> Aim of the task: Output the stretch of the forum thread from "I do see the" through "for our bikes." with no changes.

> Passage:
April 9, 2019, 4:45 p.m.
Posts: 1061
Joined: Nov. 23, 2002

Posted by: xy9ine

that said, if not adjustable dropout or different swingarm lengths, why they don't just alter the suspension pivot(s) to bb distance in the front triangle to affect size specific effective rear-centers (while using the same swingarm for the range, a la norco) is just confounding. wtf, industry people? no excuses. apart from laziness or just sheer obliviousness.

Maybe part of that want on the rider end is us being in the fishbowl of S2S riding when compared to the majority of the mtb world they are typically riding different terrain and technical difficulty so those sorts of adjustments or frame considerations simply aren't as important for the majority of riders (customers). I can see how it's much easier for a boutique builder to do but as soon as you start mass producing frames if every frame is different in terms of CS, STA, ETT, shock position etc then that increases design and manufacturing costs which means we'll be paying more.

April 9, 2019, 5:54 p.m.
Posts: 1388
Joined: May 23, 2006

Posted by: pedalhound

I do see the amazing correlations between the rise of the MTB and the introductuion of suspension

fyp

I would also love to see presta die for mountain bikes...just a bad standard, go back to schrader...tougher, more airflow and a better design for our bikes.

Get outta' town. Booooooooooooooooooo....................!

April 9, 2019, 6:06 p.m.

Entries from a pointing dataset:
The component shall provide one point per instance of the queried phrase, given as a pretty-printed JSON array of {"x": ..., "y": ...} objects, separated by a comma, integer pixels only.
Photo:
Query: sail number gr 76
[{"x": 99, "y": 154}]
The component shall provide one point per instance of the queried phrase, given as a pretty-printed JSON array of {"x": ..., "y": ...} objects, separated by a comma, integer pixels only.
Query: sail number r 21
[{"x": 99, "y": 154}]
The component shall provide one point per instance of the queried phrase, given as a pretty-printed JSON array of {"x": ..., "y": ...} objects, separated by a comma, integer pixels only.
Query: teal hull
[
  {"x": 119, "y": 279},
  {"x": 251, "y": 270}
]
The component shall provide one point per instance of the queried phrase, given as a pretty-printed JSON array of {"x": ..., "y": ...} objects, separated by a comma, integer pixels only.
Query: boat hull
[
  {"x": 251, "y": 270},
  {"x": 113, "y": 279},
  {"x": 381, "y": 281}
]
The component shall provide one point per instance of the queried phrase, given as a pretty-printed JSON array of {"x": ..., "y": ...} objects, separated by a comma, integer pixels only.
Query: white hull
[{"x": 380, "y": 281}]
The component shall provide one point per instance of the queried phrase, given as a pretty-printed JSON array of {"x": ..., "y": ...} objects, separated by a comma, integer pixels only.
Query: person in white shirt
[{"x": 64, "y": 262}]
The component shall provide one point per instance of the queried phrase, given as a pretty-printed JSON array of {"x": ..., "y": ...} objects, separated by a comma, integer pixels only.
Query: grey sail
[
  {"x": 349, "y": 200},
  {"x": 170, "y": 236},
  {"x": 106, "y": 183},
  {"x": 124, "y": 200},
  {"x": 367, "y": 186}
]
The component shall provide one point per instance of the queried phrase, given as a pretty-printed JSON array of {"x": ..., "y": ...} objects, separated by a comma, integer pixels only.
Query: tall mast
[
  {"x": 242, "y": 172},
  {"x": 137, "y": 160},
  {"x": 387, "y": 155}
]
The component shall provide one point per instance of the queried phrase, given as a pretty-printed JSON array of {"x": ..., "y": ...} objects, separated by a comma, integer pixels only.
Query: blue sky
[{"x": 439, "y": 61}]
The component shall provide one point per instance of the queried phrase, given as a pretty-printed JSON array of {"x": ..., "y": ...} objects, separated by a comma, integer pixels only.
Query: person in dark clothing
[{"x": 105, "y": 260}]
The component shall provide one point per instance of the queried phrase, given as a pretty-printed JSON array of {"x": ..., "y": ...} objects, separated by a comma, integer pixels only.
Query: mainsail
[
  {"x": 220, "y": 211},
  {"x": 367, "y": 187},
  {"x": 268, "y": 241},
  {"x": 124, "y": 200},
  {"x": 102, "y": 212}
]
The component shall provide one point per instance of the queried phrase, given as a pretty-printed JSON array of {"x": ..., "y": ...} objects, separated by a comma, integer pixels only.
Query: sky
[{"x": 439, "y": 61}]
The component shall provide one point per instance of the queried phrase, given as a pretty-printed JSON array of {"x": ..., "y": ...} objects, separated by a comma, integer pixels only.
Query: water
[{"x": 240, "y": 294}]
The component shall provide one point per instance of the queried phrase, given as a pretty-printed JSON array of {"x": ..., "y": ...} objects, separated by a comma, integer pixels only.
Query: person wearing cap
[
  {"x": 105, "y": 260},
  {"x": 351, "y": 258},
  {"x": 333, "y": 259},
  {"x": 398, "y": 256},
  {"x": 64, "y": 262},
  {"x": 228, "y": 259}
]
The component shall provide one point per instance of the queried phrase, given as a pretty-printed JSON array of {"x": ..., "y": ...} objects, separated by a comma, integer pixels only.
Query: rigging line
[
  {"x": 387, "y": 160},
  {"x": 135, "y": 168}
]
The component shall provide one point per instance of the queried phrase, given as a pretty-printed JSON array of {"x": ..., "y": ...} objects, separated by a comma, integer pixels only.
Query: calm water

> Exercise response:
I do see the amazing correlations between the rise of the MTB and the introductuion of suspension

fyp

I would also love to see presta die for mountain bikes...just a bad standard, go back to schrader...tougher, more airflow and a better design for our bikes.